(Problem details) Can you pull out the data below from the line with "the white box" up to and including the line with "xmin=0 ymin=12 xmax=351 ymax=250", copying those lines word for word and leaving out everything else?

[Bounding box annotation entries]
* START *

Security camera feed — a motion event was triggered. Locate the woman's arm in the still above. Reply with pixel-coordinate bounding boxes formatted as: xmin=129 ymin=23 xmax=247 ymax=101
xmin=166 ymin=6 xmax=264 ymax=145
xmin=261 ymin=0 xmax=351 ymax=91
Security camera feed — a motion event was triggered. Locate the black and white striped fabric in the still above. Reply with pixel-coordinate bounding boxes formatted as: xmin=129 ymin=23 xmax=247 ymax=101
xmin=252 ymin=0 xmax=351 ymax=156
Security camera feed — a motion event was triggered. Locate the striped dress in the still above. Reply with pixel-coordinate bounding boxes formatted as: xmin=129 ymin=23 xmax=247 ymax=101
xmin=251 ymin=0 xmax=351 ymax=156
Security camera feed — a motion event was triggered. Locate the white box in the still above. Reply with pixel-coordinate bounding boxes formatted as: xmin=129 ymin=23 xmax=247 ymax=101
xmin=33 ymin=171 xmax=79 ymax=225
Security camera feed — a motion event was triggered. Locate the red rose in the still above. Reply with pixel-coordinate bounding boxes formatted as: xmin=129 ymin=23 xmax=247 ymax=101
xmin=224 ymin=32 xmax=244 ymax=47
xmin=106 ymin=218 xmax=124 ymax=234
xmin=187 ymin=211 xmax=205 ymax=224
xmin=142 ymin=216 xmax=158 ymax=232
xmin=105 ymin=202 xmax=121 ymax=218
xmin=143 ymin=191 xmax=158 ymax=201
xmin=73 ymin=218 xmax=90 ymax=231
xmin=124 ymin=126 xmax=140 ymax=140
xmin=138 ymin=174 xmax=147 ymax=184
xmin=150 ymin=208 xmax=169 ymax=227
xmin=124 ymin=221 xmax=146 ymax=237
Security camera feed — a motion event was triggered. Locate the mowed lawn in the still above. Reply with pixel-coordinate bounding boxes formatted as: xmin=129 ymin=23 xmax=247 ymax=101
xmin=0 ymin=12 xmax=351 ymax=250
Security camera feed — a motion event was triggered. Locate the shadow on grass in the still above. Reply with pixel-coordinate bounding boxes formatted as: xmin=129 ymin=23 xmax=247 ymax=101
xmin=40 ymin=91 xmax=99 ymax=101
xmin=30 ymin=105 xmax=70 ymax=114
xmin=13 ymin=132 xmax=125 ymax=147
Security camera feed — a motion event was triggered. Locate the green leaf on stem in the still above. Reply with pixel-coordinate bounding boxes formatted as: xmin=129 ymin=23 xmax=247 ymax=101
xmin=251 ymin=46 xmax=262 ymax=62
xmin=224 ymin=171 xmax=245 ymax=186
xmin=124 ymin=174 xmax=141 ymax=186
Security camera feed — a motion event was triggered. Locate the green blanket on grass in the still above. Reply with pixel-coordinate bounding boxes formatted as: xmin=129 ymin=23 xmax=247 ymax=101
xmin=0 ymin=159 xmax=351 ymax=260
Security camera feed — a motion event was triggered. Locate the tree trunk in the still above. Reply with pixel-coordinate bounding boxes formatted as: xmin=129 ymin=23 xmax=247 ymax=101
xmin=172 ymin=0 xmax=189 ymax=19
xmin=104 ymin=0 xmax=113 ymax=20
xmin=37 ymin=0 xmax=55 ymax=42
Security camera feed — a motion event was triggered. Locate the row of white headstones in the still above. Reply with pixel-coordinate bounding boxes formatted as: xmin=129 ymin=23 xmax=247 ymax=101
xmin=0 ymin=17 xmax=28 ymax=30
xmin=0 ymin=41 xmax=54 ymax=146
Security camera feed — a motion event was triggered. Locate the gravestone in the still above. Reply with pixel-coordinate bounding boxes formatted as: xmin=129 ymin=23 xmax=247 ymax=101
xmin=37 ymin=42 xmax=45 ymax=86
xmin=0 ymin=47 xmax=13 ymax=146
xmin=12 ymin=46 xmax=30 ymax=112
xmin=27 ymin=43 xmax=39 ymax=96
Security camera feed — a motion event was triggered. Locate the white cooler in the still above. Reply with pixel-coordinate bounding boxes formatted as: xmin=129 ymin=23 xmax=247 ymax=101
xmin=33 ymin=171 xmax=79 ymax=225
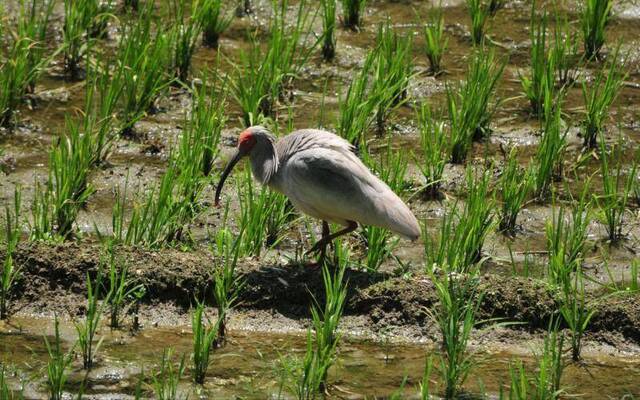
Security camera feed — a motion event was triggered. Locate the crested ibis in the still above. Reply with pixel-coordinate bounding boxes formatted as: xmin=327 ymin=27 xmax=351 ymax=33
xmin=215 ymin=126 xmax=420 ymax=255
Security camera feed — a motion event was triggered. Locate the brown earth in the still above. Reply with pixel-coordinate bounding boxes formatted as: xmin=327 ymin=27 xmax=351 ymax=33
xmin=6 ymin=242 xmax=640 ymax=344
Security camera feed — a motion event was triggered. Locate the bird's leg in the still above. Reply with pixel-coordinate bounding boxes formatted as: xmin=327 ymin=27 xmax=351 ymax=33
xmin=307 ymin=221 xmax=358 ymax=254
xmin=320 ymin=221 xmax=331 ymax=262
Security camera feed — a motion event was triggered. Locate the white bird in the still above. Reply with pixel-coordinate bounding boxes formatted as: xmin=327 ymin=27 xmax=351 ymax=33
xmin=215 ymin=126 xmax=420 ymax=255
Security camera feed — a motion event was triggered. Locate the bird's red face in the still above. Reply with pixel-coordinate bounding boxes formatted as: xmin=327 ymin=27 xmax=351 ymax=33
xmin=238 ymin=129 xmax=256 ymax=154
xmin=215 ymin=128 xmax=257 ymax=206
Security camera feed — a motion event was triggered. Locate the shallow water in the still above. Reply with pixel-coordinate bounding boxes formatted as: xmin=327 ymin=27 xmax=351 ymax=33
xmin=0 ymin=318 xmax=640 ymax=400
xmin=0 ymin=0 xmax=640 ymax=400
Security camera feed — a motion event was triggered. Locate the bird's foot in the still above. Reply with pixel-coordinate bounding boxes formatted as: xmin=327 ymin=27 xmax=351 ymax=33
xmin=304 ymin=240 xmax=327 ymax=267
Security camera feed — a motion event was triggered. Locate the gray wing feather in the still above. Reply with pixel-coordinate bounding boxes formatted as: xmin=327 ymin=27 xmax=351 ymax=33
xmin=281 ymin=147 xmax=420 ymax=240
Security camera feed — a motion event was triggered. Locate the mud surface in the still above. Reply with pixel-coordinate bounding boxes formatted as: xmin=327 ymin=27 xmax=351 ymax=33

* END *

(Complete response)
Security camera feed — a motion event was triggered. Locate the white box in the still above. Reply with pixel-coordinate bounding boxes formatted as: xmin=129 ymin=23 xmax=247 ymax=101
xmin=33 ymin=171 xmax=79 ymax=225
Security camera feed — a motion event was triggered. Locate the red rose in the still above. Reply with pixel-coordinate bounding boxes formatted as: xmin=129 ymin=23 xmax=247 ymax=101
xmin=224 ymin=32 xmax=244 ymax=47
xmin=106 ymin=218 xmax=124 ymax=234
xmin=187 ymin=211 xmax=205 ymax=224
xmin=142 ymin=216 xmax=158 ymax=232
xmin=105 ymin=202 xmax=121 ymax=218
xmin=143 ymin=191 xmax=158 ymax=201
xmin=73 ymin=218 xmax=90 ymax=231
xmin=124 ymin=126 xmax=140 ymax=140
xmin=138 ymin=174 xmax=147 ymax=184
xmin=150 ymin=208 xmax=169 ymax=227
xmin=124 ymin=221 xmax=146 ymax=237
Security camera feed — a motion event was triggered. Locate the mowed lawn in the still above. Reply with pixel-coordinate bounding boxes formatted as: xmin=129 ymin=23 xmax=247 ymax=101
xmin=0 ymin=12 xmax=351 ymax=250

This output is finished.